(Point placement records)

[START]

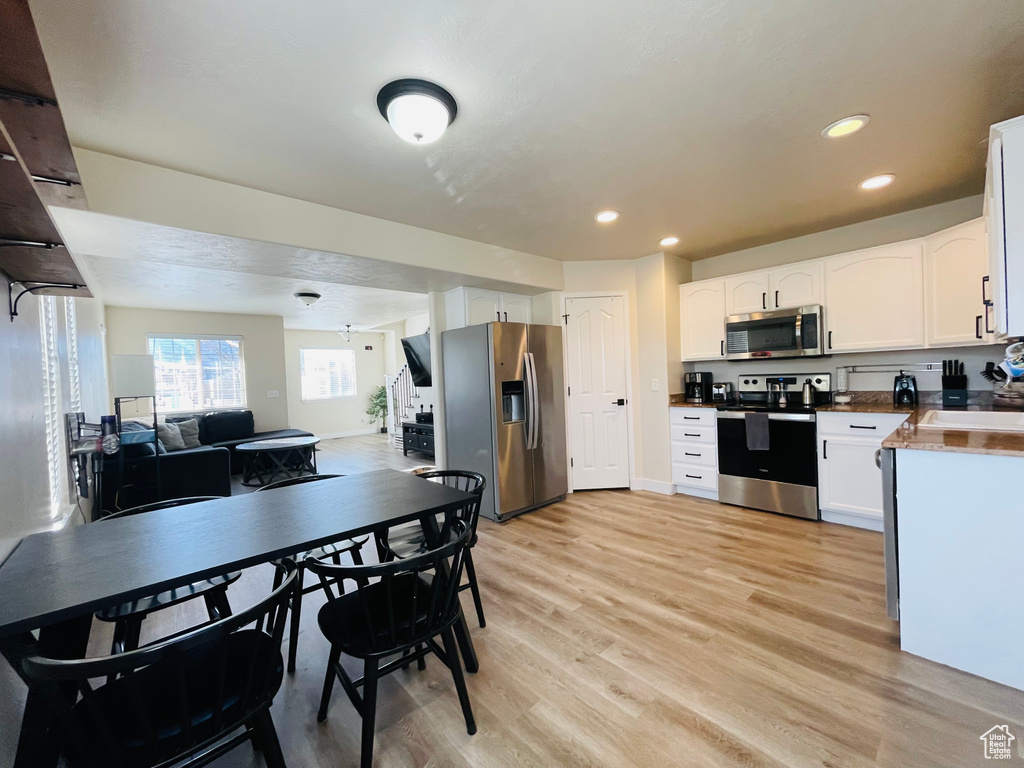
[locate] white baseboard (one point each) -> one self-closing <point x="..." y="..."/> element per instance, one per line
<point x="349" y="433"/>
<point x="656" y="486"/>
<point x="698" y="493"/>
<point x="847" y="518"/>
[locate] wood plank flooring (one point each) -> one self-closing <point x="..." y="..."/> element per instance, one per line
<point x="632" y="629"/>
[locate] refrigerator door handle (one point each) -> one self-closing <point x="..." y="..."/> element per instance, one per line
<point x="532" y="406"/>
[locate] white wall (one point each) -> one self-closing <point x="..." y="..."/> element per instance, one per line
<point x="344" y="416"/>
<point x="25" y="495"/>
<point x="263" y="349"/>
<point x="879" y="231"/>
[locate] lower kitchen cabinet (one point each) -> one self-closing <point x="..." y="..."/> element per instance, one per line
<point x="694" y="451"/>
<point x="849" y="476"/>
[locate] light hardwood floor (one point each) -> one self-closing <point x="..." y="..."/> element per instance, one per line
<point x="631" y="629"/>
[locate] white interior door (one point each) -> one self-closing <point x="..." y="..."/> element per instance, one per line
<point x="597" y="368"/>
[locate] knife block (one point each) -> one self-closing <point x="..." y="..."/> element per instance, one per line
<point x="954" y="391"/>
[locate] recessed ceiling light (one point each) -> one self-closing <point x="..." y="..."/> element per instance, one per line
<point x="877" y="182"/>
<point x="846" y="126"/>
<point x="417" y="110"/>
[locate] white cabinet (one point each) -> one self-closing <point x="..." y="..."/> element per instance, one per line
<point x="875" y="299"/>
<point x="1005" y="219"/>
<point x="747" y="293"/>
<point x="474" y="306"/>
<point x="955" y="284"/>
<point x="849" y="478"/>
<point x="796" y="285"/>
<point x="694" y="451"/>
<point x="701" y="316"/>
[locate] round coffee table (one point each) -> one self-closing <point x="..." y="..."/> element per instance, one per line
<point x="267" y="460"/>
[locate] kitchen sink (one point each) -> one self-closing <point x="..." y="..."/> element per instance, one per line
<point x="997" y="421"/>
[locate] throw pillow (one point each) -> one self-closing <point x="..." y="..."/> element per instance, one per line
<point x="189" y="432"/>
<point x="170" y="435"/>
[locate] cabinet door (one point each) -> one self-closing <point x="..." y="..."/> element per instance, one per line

[END]

- Exercise goal -
Print from the line containing "[locate] recessed ceiling" to the last line above, exactly as written.

- Final result -
[locate] recessed ceiling light (one point each) -> one self-closing <point x="..." y="..."/> element per instance, one per line
<point x="877" y="182"/>
<point x="846" y="126"/>
<point x="417" y="110"/>
[locate] white cabinet (one point each) -> one self-closing <point x="..." y="..."/> element per instance, one per line
<point x="875" y="299"/>
<point x="1005" y="219"/>
<point x="747" y="293"/>
<point x="474" y="306"/>
<point x="955" y="284"/>
<point x="849" y="478"/>
<point x="796" y="285"/>
<point x="694" y="451"/>
<point x="701" y="316"/>
[locate] round coffee table (one point each) -> one self-closing <point x="..." y="..."/> element per instance, one per line
<point x="267" y="460"/>
[locate] kitchen sink (one point each) -> one self-closing <point x="..." y="..."/> element per instance, one per line
<point x="997" y="421"/>
[locate] throw pillow (one point each) -> one self-closing <point x="..." y="..."/> element per instance, one per line
<point x="189" y="432"/>
<point x="170" y="435"/>
[locate] cabinet door (one point each) -> one self-closing <point x="..." y="..."/> element per instance, one per line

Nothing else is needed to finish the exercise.